*THE TASK*: Would you output all the data exactly as it stands?
[EXTRACTED MATERIAL]
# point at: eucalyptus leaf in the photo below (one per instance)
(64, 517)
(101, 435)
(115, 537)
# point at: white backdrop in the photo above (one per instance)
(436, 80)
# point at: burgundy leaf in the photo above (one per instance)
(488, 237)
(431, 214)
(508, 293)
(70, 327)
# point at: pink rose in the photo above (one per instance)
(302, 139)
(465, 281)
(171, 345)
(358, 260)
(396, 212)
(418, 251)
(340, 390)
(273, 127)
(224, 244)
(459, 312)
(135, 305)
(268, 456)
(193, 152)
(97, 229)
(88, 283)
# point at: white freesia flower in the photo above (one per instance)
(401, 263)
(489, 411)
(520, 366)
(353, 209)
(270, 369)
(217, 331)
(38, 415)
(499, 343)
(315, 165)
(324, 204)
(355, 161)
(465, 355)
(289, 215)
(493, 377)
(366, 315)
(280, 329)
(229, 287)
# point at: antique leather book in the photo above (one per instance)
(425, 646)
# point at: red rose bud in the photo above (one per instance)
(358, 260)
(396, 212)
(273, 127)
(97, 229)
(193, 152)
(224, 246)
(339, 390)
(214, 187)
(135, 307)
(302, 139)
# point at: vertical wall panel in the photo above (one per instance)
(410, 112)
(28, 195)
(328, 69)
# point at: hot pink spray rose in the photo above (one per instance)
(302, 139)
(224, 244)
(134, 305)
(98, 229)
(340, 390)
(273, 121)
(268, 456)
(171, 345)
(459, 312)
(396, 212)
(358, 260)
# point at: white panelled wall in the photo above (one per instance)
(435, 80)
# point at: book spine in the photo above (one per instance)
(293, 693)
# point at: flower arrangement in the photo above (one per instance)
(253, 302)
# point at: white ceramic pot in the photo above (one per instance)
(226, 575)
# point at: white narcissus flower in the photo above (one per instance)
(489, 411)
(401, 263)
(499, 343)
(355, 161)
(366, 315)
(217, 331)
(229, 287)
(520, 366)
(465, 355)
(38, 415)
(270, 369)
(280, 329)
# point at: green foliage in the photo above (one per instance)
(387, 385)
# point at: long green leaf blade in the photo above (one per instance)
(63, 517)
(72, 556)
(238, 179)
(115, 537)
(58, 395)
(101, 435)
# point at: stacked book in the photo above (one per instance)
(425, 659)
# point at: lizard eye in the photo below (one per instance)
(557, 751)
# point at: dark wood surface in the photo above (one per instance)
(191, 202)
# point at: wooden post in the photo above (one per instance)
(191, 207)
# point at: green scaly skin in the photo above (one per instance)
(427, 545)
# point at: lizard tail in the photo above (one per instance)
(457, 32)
[/EXTRACTED MATERIAL]
*EXPECTED ANSWER*:
# point at: eucalyptus leaf in the photo below (one per instance)
(64, 517)
(101, 435)
(115, 537)
# point at: white backdrop in the photo above (one per instance)
(436, 80)
# point at: burgundy leaf in the photo above (one per instance)
(488, 237)
(431, 214)
(508, 293)
(70, 327)
# point at: pink rose in the photo above (one per instance)
(302, 139)
(465, 281)
(171, 345)
(358, 260)
(396, 212)
(418, 251)
(340, 390)
(273, 127)
(224, 244)
(459, 312)
(135, 305)
(268, 456)
(193, 152)
(97, 229)
(88, 283)
# point at: white freesia flower in the photo above (one per instance)
(401, 263)
(489, 411)
(520, 366)
(353, 209)
(270, 369)
(217, 331)
(38, 415)
(499, 343)
(315, 165)
(324, 204)
(355, 161)
(465, 355)
(289, 215)
(493, 377)
(366, 315)
(280, 329)
(229, 287)
# point at: antique leather book in the photo above (one per instance)
(425, 646)
# point at: red rose bud in the photo above (one per instance)
(358, 260)
(396, 212)
(273, 127)
(97, 229)
(193, 152)
(224, 246)
(339, 390)
(214, 187)
(135, 307)
(302, 139)
# point at: vertical wall panel in the photo above (one per instance)
(410, 112)
(28, 195)
(328, 69)
# point at: hot pink spray rose in the photo above (one per instance)
(302, 139)
(224, 244)
(134, 305)
(98, 229)
(340, 390)
(273, 121)
(268, 456)
(171, 345)
(459, 312)
(396, 212)
(358, 260)
# point at: white panelled wall in the photo above (one per instance)
(435, 80)
# point at: book spine in the photo above (one per instance)
(293, 693)
# point at: flower arrangement in the photo above (one per instance)
(253, 302)
# point at: white ceramic pot in the photo above (one per instance)
(226, 575)
# point at: white narcissus flower in the photo above (one per instance)
(489, 411)
(401, 263)
(499, 343)
(355, 161)
(366, 315)
(217, 331)
(229, 287)
(520, 366)
(465, 355)
(38, 415)
(270, 369)
(280, 329)
# point at: green foliage in the photo above (one per instance)
(387, 385)
# point at: long green leaf blade in the photo above (one per instance)
(63, 517)
(72, 556)
(238, 179)
(115, 537)
(58, 395)
(101, 435)
# point at: stacked book in the photo above (one per instance)
(425, 659)
# point at: lizard eye in the photo below (one per instance)
(557, 751)
# point at: dark wood surface in the photo above (one per instance)
(191, 202)
# point at: wooden post in the photo above (one per instance)
(191, 207)
# point at: green scaly skin in the photo above (one per instance)
(427, 545)
# point at: lizard tail in the photo above (one per instance)
(457, 32)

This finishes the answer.